### Data for this exercise
○ ○ ○ ○ ○

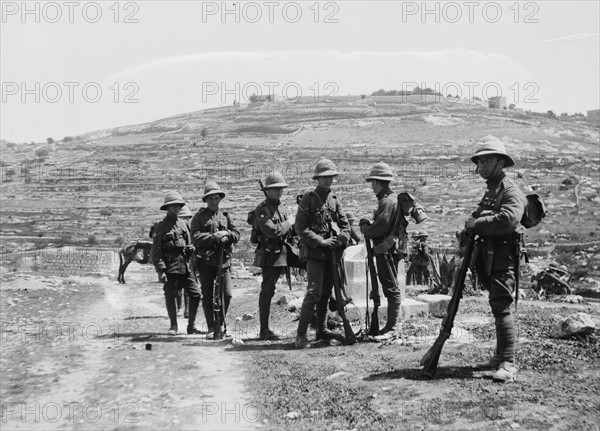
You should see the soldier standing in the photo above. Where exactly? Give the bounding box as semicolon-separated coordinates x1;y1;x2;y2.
412;231;431;285
294;159;350;348
252;172;295;340
359;162;402;340
191;182;240;338
150;191;202;335
465;137;527;382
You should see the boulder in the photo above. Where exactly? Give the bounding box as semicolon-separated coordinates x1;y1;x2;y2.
550;312;596;338
416;294;451;318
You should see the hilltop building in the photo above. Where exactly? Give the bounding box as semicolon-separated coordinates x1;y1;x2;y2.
488;96;507;109
587;109;600;126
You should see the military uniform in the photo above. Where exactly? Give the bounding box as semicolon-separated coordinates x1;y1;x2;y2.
191;206;240;333
410;236;431;285
469;137;526;382
361;186;402;333
150;200;202;335
253;196;294;338
295;187;350;343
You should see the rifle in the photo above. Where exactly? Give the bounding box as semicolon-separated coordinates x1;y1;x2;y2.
213;243;226;340
364;239;381;336
330;249;356;345
420;230;475;377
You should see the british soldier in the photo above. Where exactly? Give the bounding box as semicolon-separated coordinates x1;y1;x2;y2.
465;137;527;382
191;182;240;339
150;191;202;335
359;162;402;341
294;159;350;348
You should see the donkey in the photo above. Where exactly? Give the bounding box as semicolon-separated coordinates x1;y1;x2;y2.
117;241;153;284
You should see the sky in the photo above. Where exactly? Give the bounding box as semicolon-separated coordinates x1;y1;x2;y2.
1;0;599;143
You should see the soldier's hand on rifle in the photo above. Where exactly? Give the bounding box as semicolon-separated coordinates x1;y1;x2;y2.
319;237;337;248
359;218;371;234
213;230;228;243
220;236;229;245
157;270;167;283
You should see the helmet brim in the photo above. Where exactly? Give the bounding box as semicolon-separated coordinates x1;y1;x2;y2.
470;151;515;167
366;176;394;182
262;182;289;190
312;170;339;179
160;199;186;210
202;191;226;202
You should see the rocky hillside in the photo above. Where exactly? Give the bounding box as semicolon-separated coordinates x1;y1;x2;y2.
1;97;599;288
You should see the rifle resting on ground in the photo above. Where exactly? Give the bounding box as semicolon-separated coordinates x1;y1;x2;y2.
420;230;475;378
331;249;357;345
364;239;381;336
213;243;226;340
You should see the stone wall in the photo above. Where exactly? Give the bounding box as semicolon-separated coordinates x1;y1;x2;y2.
22;247;118;277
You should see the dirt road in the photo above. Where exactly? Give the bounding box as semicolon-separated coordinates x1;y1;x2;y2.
0;264;257;430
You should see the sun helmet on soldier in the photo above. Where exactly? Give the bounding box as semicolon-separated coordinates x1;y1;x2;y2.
179;205;193;218
470;138;515;167
558;265;568;274
366;162;394;182
202;182;226;202
160;191;186;210
262;171;288;190
418;230;428;238
312;158;339;179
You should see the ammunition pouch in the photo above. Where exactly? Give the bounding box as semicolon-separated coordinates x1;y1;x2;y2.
373;235;396;256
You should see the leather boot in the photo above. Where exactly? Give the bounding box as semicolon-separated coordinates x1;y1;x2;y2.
187;296;204;334
165;297;178;335
315;301;335;340
202;301;214;332
376;298;401;341
183;292;189;319
296;301;314;339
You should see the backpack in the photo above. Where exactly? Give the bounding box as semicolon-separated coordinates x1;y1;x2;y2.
247;210;260;244
521;194;547;228
493;184;547;229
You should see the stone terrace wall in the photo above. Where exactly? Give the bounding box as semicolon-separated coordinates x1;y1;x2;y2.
20;247;118;277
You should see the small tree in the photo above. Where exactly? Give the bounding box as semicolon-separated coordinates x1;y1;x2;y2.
547;110;556;118
63;136;74;142
200;128;208;140
46;137;54;144
509;103;516;109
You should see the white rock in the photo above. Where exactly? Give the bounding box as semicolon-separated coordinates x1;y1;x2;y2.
550;312;596;338
285;411;300;420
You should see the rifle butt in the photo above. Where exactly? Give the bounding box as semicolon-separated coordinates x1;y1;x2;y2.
368;309;380;336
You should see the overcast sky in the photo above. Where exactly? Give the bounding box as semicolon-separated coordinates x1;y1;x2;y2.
1;1;599;143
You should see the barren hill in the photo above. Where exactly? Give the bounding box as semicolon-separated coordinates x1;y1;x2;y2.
1;97;599;286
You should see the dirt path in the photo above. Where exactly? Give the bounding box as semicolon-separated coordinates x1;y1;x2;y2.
0;266;257;430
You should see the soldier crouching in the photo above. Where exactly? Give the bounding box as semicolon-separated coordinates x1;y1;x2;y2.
191;182;240;339
150;191;202;335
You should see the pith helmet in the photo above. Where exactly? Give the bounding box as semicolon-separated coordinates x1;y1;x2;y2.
312;158;338;179
418;230;428;238
549;261;560;270
345;212;356;222
179;205;193;217
202;181;226;201
366;162;394;182
262;171;288;189
558;265;568;273
470;138;515;167
160;191;185;210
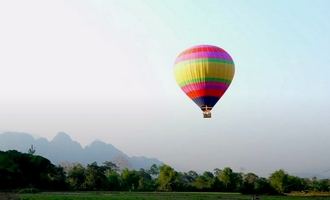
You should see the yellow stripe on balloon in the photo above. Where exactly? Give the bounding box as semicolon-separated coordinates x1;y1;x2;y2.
174;62;234;85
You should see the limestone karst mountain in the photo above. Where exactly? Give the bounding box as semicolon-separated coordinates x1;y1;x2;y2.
0;131;162;169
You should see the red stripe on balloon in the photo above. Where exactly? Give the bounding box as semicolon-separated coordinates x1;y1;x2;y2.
181;82;229;93
186;89;225;99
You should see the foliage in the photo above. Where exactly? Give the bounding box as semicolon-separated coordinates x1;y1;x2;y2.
84;162;108;190
157;165;178;191
0;150;66;190
120;168;140;191
1;150;330;194
216;167;242;192
67;163;86;190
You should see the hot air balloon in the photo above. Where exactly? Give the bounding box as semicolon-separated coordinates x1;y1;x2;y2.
174;45;235;118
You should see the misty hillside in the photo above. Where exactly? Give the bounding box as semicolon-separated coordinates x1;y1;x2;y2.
0;132;162;169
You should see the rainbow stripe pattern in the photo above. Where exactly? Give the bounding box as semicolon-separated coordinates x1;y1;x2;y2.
174;45;235;110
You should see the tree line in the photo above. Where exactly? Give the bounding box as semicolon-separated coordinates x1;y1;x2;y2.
0;150;329;194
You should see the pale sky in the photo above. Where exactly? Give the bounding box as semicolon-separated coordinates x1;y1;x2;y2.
0;0;329;176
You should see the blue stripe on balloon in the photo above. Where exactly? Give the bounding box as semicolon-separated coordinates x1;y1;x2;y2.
192;96;220;109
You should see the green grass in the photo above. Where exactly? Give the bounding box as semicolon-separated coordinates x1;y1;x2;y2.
18;192;330;200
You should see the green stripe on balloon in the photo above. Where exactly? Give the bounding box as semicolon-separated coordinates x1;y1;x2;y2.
175;58;234;66
179;78;232;87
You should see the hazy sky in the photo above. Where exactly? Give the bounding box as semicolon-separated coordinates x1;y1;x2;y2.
0;0;329;176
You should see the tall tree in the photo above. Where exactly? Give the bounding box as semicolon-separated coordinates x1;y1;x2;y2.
105;170;121;191
217;167;241;191
148;164;160;178
241;173;259;194
103;161;119;172
67;163;86;190
84;162;108;190
137;168;155;191
0;150;66;190
269;169;289;193
193;173;212;191
121;168;140;191
157;165;178;191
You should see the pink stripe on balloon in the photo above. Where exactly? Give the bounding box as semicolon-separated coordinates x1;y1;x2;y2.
181;82;230;93
175;52;232;63
178;45;226;56
194;45;219;48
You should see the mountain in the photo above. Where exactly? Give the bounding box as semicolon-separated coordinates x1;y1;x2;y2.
0;132;162;169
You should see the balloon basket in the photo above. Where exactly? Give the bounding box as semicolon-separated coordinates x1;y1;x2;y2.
203;111;211;118
201;105;212;118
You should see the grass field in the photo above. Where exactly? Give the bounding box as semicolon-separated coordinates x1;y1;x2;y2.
15;192;330;200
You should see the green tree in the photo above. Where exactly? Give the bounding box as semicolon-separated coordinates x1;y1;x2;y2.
309;177;330;192
172;172;193;191
217;167;242;191
286;175;307;192
255;177;273;194
49;165;67;190
241;173;259;194
193;172;214;191
103;161;119;172
218;167;233;189
84;162;108;190
67;163;86;190
318;179;330;191
181;170;199;190
103;161;121;190
105;170;121;191
148;164;160;176
269;169;289;193
137;168;155;191
0;150;66;190
121;168;140;191
157;165;178;191
214;168;222;176
186;170;199;181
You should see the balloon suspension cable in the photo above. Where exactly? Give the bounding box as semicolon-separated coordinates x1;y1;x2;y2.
201;105;212;118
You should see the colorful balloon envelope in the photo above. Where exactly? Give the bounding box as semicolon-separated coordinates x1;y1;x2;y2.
174;45;235;118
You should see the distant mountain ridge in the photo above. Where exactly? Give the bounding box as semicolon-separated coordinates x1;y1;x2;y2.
0;132;162;169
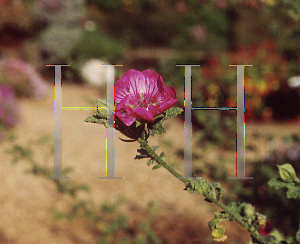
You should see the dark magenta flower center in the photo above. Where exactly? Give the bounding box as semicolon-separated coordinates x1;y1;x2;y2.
135;94;154;110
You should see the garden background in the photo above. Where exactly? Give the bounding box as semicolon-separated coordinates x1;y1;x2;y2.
0;0;300;243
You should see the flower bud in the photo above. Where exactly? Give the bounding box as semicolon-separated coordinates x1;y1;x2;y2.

○ ○ ○ ○ ○

Only the lines from the one containing "You should see the distant" through the last line of the entries should be transcribed, exactly and with no pictures.

You should see the distant mountain ridge in the photo above. Where exactly? Give the bounding box as semicolon-separated coordinates x1;y1;x2;y2.
0;132;162;169
You should see the dark magenta flower center in the photo above. Where exactly? Give the bounding box as semicolon-separated coordinates x1;y1;x2;y2.
135;94;154;110
You should see the garden background in the photo above. Where exactly? Give the bounding box as semicolon-separated coordinates x1;y1;x2;y2.
0;0;300;243
You should see the flower bud in the photo above. Where exactly? Give the bounding box as semicolon-separated coordinates x1;y1;x2;y2.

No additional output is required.